Exercise goal
Locate each line of the material that contains "instance", then return it.

Records
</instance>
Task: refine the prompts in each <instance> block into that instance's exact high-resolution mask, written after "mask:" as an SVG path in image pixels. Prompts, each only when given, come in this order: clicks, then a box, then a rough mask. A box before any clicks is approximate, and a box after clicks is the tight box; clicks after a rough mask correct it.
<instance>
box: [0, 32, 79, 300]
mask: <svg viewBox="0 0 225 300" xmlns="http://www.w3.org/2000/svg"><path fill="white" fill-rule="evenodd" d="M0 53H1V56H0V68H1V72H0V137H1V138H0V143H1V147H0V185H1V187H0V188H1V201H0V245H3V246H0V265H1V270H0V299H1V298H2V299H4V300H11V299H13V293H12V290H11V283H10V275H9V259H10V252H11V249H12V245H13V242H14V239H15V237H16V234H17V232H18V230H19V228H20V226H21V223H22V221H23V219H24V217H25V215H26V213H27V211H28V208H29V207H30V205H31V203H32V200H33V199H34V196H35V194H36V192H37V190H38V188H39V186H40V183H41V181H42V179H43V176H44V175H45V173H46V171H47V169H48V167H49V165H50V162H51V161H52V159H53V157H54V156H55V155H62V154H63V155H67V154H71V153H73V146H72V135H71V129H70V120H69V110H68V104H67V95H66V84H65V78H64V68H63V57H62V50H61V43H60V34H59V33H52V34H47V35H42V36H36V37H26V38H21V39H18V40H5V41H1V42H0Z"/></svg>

Exercise response
</instance>
Task: refine the prompts in each <instance> block into that instance's exact high-resolution mask, written after "mask:" as an SVG path in image pixels. Prompts, each only when given, come in this order: clicks, then a box, then a rough mask. A box before any clicks is approximate, and a box after clicks is the tight box; clicks after a rough mask correct it.
<instance>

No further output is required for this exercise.